### Exercise passage
Are You Unintentionally Letting Your People Down? 3 Questions.

Posted in Organizational Development

HR and business leaders have done an exceptional job throughout the pandemic. You’ve stood tall under extraordinary pressure, working exhausting hours in the constant pressure-cooker of change.

But now we’re gradually starting to get back to business-as-usual and the sands have shifted once again. We’re all doing the best we can to navigate this strange experiment – but our recent Hybrid Workforce Revolution Report flags some warning signs that maybe we could be doing more.

Here are three questions to ask yourself, to reveal whether there’s an opportunity to better support your people right now.

💬 Are you offering true flexible work?

Golden Retriever lying on bed

Flexible working had been barging its way into the conversation for years before COVID, but progress had been slow. Only around 5% of employees worked mainly from home before the pandemic, for instance. 

Demand among employees was typically high – especially among employee groups like working parents – but few organizations had caught up, despite the proven benefits of hybrid work. Flexibility was the exception more than the rule, and where it was happening there was usually no formal process or policy to support employees.

COVID changed that overnight, of course, with millions of employees proving they don’t need to be physically in the office to work. Now, our research shows 87% of employees want flexible working to continue and 83% are thriving or completely unphased by hybrid work.

It’s worrying, then, that a third of leaders say they want their people back in the office five days a week. Even despite 90% admitting they know flexible working is important to employees. (Important enough that 69% of employees would consider moving jobs if you forced them back to the office.)

To avoid an engagement and retention crisis, organizations must keep up with changing employee expectations. And more important, must take a proactive, measured, systematic approach to position hybrid working for success.

Here’s where to focus:

  • On supporting employees working from home. Hybrid working will only prove sustainable if WFH is a genuine possibility – but our research showed a third of employees don’t even have a proper home set-up. Where can you help? Make sure you’re getting the basic logistical stuff right like access to a decent laptop, but also look for new opportunities to add value. Could you offer to subsidize internet, for example, or provide ergonomic office furniture?
  • On updating your processes and policies. The new working environment presents new situations, challenges, and opportunities to support your people. For example, do the same disciplinary processes apply if someone’s consistently late to come online from home? Do new hires still need to arrive in-person on day one, and who’ll be there to meet them?
  • On providing personalized support. Different employee groups have different needs. Underrepresented groups might have unique concerns or face unique challenges right now, for example. Managers might need particular support to manage hybrid teams. And younger members of your workforce might need tailored support, given HR Magazine’s finding that employees aged 18 to 24 have been disproportionately negatively impacted by working from home.
  • On truly listening. Now’s the time to up the ante on employee listening – but it’s crucial not to fall into the endless survey trap without taking action. New research shows 83% of employees feel they’re not heard fairly or equally at work. One in three would rather quit their job than voice their concerns at work. Your workplace must be a psychologically safe space for your people to confide, or you’ll lose them.   

💬 Are you urgently managing burnout? 

Burnout has been escalating for years, if not decades. You probably know that alarming Gallup stat, that 23% of employees say they feel burned out very often or always and another 44% feel burned out sometimes. Not good for a whole host of reasons, like stagnating productivity, collapsing engagement, and mounting churn.

### Dataset section
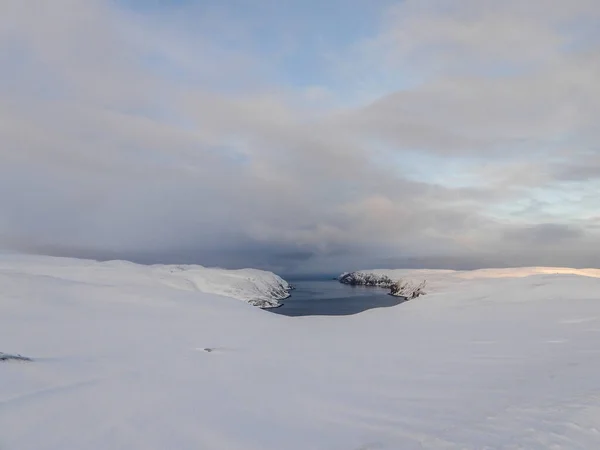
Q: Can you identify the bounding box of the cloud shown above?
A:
[0,0,600,272]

### Explore the material
A) Name every area the article on supporting employees tells organizations to focus on to set up hybrid working for success.
B) Summarize the article on supporting employees in two sentences.
C) Continue the article on supporting employees from its last sentence.
The listing has no connection to the article on supporting employees.

### Task-by-task answers
A)
- Supporting employees working from home
- Updating processes and policies
- Providing personalized support
- Truly listening

B) As business-as-usual gradually returns after the pandemic, the article offers three questions that help HR and business leaders see whether they could better support their people, drawing on its Hybrid Workforce Revolution Report. It finds that most employees want flexible working to continue and urges a proactive, systematic approach built on home-working support, updated policies, personalized support and real listening, then turns to burnout, which it says has been escalating for years.

C)
And as you’d rightly assume, the pandemic has done nothing to help. Our research found 66% of employees feel burned out right now – leaping to 81% among people leaders.

Burn-out has been a substantial challenge for years but taking control must now be an urgent priority. If not, organizations will almost certainly face knock-on implications for the workforce for years to come. 

Indeed, we’re already seeing the warning signs, with 3.6 million Americans resigning in May 2021 alone. Gallup say 48% of the US workforce is actively job searching right now. 

Let that sink in for a moment. What would losing half your workforce feel like? What would it mean, for all the projects left unfinished, clients left unserved, and teams let behind, picking up an ever-increasing slack?

Organizations will sink or swim over how well they manage burnout right now, with winners getting access to a massive talent pool of migrating talent that’s flooding out from the losers.

Here’s where to focus:

  • On fewer meetings. Meetings had a bad rap even before the pandemic – and now, a situation nobody thought could get much worse has just worsened considerably. We found 45% of employees and 73% of leaders say spontaneous calls and same day meetings have increased since working from home, for example. Outline the rules of engagement for communication and collaboration. Carve out dedicated no-meeting times, so your people have a chance to make progress on their workloads.
  • On boundaried working hours. 70% of employees we spoke to said they’re working the same or more hours from home. 62% of leaders say they’re working more hours. New CIPD research reinforces the problem, finding 53% of employees feel pressure to be available constantly now. That’s simply unsustainable. Managers and leaders must model the right behaviors and proactively encourage work/life balance.
  • On concise communication. We found employees and leaders are inundated and overwhelmed with communication channels, with 70% of people leaders having to navigate more than three channels. We’ve talked before about communicating in the flow of work – that’s especially important right now. It’s about streamlining employees’ attention and ability to concentrate, rather than endlessly pulling them in different directions. 

💬 Are you communicating the organization’s plans?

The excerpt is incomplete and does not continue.